--- BEGIN Given records ---

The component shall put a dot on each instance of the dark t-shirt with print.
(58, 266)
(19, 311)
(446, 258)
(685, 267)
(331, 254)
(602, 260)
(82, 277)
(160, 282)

--- END Given records ---

#### Stated task
Can you restate every record above word for word?

#### Task solution
The component shall put a dot on each instance of the dark t-shirt with print.
(58, 266)
(19, 311)
(446, 258)
(685, 267)
(331, 254)
(602, 260)
(82, 277)
(160, 282)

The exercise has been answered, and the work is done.